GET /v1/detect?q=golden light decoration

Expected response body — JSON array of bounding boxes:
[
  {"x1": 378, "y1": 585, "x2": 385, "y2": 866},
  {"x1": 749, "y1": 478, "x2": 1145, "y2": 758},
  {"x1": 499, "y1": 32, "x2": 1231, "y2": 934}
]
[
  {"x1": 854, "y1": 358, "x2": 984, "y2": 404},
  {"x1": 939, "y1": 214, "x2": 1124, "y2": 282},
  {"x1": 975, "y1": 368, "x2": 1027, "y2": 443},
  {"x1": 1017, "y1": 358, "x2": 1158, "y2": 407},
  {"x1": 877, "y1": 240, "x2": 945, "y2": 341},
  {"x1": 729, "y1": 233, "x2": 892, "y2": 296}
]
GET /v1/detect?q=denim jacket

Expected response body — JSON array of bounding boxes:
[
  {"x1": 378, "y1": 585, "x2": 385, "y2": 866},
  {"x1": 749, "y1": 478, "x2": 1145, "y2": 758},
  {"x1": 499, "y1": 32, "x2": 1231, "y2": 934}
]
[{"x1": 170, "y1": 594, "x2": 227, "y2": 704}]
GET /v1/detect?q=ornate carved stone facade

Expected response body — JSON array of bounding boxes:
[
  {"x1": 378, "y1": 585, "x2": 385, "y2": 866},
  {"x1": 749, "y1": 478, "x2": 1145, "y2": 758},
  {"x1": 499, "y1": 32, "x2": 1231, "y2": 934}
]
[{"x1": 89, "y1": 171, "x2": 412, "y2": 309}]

## GIVEN EXERCISE
Copy every line of the items above word for word.

## SOLUTION TO THIS PROBLEM
GET /v1/detect?q=golden light decoration

Expected response body — JSON array of bounding boxes:
[
  {"x1": 378, "y1": 585, "x2": 385, "y2": 866},
  {"x1": 749, "y1": 478, "x2": 1145, "y2": 758},
  {"x1": 499, "y1": 32, "x2": 1231, "y2": 934}
]
[
  {"x1": 854, "y1": 358, "x2": 984, "y2": 404},
  {"x1": 939, "y1": 214, "x2": 1124, "y2": 282},
  {"x1": 975, "y1": 368, "x2": 1027, "y2": 443},
  {"x1": 1017, "y1": 358, "x2": 1158, "y2": 407},
  {"x1": 877, "y1": 240, "x2": 945, "y2": 341},
  {"x1": 729, "y1": 233, "x2": 892, "y2": 296}
]
GET /v1/detect?q=denim jacket

Expected response body — JSON array of bounding boxes:
[
  {"x1": 378, "y1": 585, "x2": 385, "y2": 866},
  {"x1": 749, "y1": 478, "x2": 1145, "y2": 758},
  {"x1": 499, "y1": 32, "x2": 1231, "y2": 934}
]
[{"x1": 170, "y1": 594, "x2": 227, "y2": 704}]
GET /v1/detect?q=ornate carved stone facade

Expected response body — JSON array of bounding boxes:
[
  {"x1": 378, "y1": 585, "x2": 385, "y2": 866},
  {"x1": 749, "y1": 478, "x2": 1145, "y2": 758},
  {"x1": 499, "y1": 32, "x2": 1231, "y2": 934}
]
[{"x1": 89, "y1": 171, "x2": 412, "y2": 309}]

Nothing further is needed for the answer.